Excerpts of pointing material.
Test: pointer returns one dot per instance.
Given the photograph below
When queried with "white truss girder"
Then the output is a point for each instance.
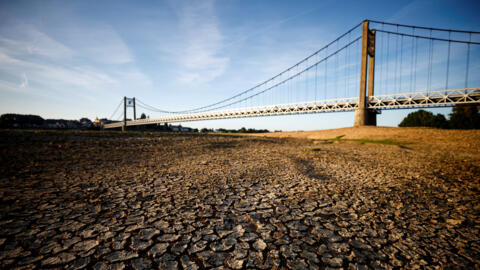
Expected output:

Work instructions.
Copy the material above word for word, without the pictures.

Complete answer.
Test: pointer returns one dot per instance.
Given the photograph below
When queried with "white truss girder"
Then the output is a point for each instance.
Expected output:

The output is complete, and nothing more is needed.